EXERCISE SET:
#1 In the cooler forum thread below, how long did Dustin Pate's Ozark Trail hard cooler hold ice in his test?
#2 Go on with the cooler forum thread below, picking up after its final line.
*** EXCERPT TO READ ***
# Ozark Trail Jumbo soft side - YETI Killer



## golfanatic (Aug 5, 2016)

Good Morning, 

I am desperately trying to find of these bad boys. I hear they are very close in concept to the yeti hopper and I have read many great reviews.  I know they are at Wally world for $59 but I haven't been able to find one.  I have a neighbor who found one at the Austell Walmart a month ago. They are currently sold out as with all of the Northside walmart's I have been to.  I am looking for your opinions about this product; if you have seen it or tried it as well as if anyone finds one in their local wal-mart to please post it on this thread.

thanks,


----------



## Dustin Pate (Aug 5, 2016)

I'll be trying one as soon as I can find it as well. I got the hard cooler of their's last month and it is awesome. Has held ice 7+ days when I tested it.


----------



## ryanh487 (Aug 5, 2016)

Try Target, they carry a lot of Ozark Trail brand gear.  In fact, that's the place that comes in mind when I see the OT brand.


----------



## j_seph (Aug 5, 2016)

Internet


----------



## sweatequity (Aug 6, 2016)

*Polar Bear*

makes awesome soft coolers too. Check them out.


----------



## Walker44 (Aug 7, 2016)
*** MATERIAL PROVIDED ***
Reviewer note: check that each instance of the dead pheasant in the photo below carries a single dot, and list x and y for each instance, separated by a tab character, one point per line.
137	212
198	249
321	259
***
RESPONSES:
#1 More than seven days.

#2
I work there part time   We had 10 come in on the Friday of Memorial Day. They vanished in 4 hours, Have not seen any more. As for the Hard cooler we got one of each in April and they were gone the next day.   Internal system shows them as OUT OF STOCK and no way to reorder them to the store . Rumor has it that they are made at the same factory in CHINA as the Yeti and there is a lawsuit in progress due to Patent violations, since its difficult to sue China   Yeti is going after the US distributors.


----------



## 7Mag Hunter (Aug 7, 2016)

Try Wally World website to order online and ship
to closest store or to your house..
I bought several items online and picked up in the store....


----------



## golfanatic (Aug 7, 2016)

Online is not an option but thanks to all for the feedback. No ship to store option. Only marked up on Amazon and ebay.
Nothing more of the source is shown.